ЗАДАНИЕ: Сможете свести все строки записей ниже в нумерованный список, по одной строке на пункт и без пустых строк?

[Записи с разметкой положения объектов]

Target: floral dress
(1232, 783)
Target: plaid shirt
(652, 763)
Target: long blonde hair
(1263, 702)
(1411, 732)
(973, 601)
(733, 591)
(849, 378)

ОТВЕТ:
1. Target: floral dress
2. (1232, 783)
3. Target: plaid shirt
4. (652, 763)
5. Target: long blonde hair
6. (1263, 702)
7. (1411, 732)
8. (973, 601)
9. (733, 591)
10. (849, 378)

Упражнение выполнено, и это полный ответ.